» **Text provided**:
Constitutionalist moralism versus events of the 1890s

“Jefferson had said: “If there is one principle more deeply rooted in the mind of every American, it is that we should have nothing to do with conquest.  They took seriously the Declaration of Independence and its principles of just power deriving from the consent of the governed.  They regarded the extension of American rule over foreign soil and foreign peoples as a violation of this principle and a desecration of the American purpose.”

Speaker of the House “Thomas B. Reed (1889-1891, and 1895-1899) was unalterably opposed to expansion and all it implied.  He believed that American greatness lay at home and was to be achieved by improving living conditions and raising political intelligence among Americans rather that by extending American rule over half-civilized peoples difficult to assimilate.” 

The latter half of the 19th century was a period of dramatic global change and development.  Industrial revolution had expanded manufacturing that brought increased requirements for broader markets and the means to ship efficiently all over the globe.  As a consequence, building of the Panama Canal became an important commercial goal – as was the need to protect its operations from possible conquest.  The island of Cuba was seen as a near harbor to facilitate protecting the canal.

» **Records supplied**:
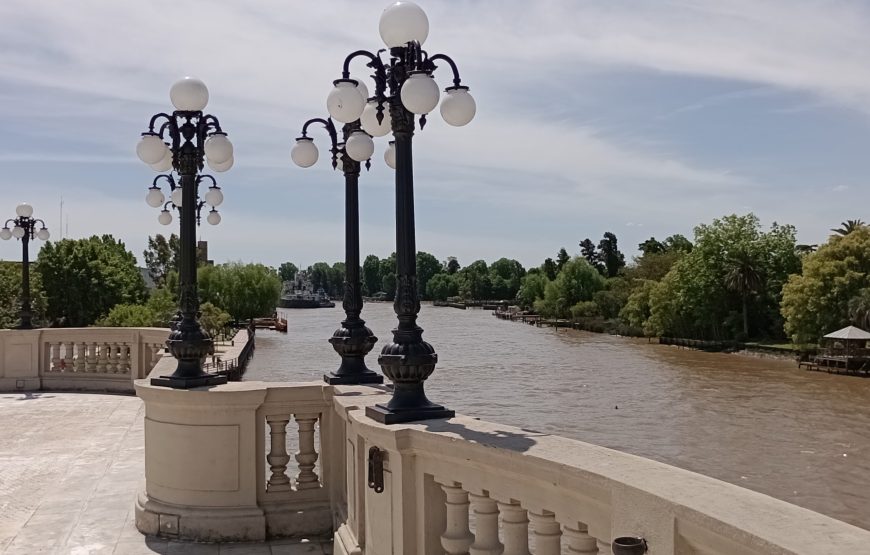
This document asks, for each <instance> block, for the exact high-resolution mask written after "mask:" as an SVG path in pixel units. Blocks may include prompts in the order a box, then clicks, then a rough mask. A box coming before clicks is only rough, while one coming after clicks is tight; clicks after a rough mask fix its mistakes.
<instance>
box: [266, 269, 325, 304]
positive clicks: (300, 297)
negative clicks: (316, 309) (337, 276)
mask: <svg viewBox="0 0 870 555" xmlns="http://www.w3.org/2000/svg"><path fill="white" fill-rule="evenodd" d="M333 307H335V303H334V302H332V301H331V300H330V299H329V295H327V294H326V291H324V290H323V288H322V287H321V288H319V289H317V291H314V287H313V286H312V284H311V279H310V278H309V277H308V272H306V271H305V270H302V271H299V272H297V273H296V277H295V278H294V279H293V280H291V281H285V282H284V286H283V289H282V290H281V298H280V299H279V300H278V308H333Z"/></svg>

» **Your task**:
Answer these questions from the text on constitutionalist moralism:
1. In which years did Thomas B. Reed serve as Speaker of the House?
2. By what means did Reed believe American greatness was to be achieved?
3. What role was the island of Cuba seen as able to play?
Rely only on the text on constitutionalist moralism.

» **Exercise solution**:
1. 1889-1891 and 1895-1899.
2. By improving living conditions and raising political intelligence among Americans.
3. It was seen as a near harbor to facilitate protecting the Panama Canal.